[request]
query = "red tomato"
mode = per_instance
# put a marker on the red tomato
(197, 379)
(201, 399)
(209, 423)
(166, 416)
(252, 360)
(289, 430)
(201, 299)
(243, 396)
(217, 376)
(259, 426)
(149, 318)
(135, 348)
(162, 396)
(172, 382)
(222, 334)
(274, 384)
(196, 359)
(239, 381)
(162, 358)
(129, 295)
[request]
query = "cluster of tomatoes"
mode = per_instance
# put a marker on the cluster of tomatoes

---

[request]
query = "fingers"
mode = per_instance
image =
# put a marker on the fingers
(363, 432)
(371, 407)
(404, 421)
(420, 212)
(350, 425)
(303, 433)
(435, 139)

...

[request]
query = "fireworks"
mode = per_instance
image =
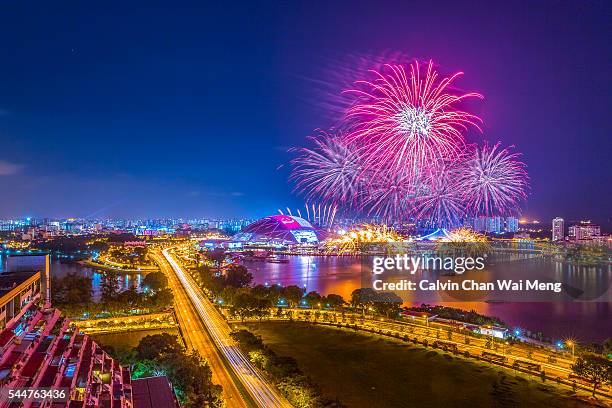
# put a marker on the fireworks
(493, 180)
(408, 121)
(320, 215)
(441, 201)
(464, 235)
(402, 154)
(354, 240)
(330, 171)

▶ **AIM**:
Determine how many lines of the material above contain the string "query". State only that number.

▶ **COMPLETED TASK**:
4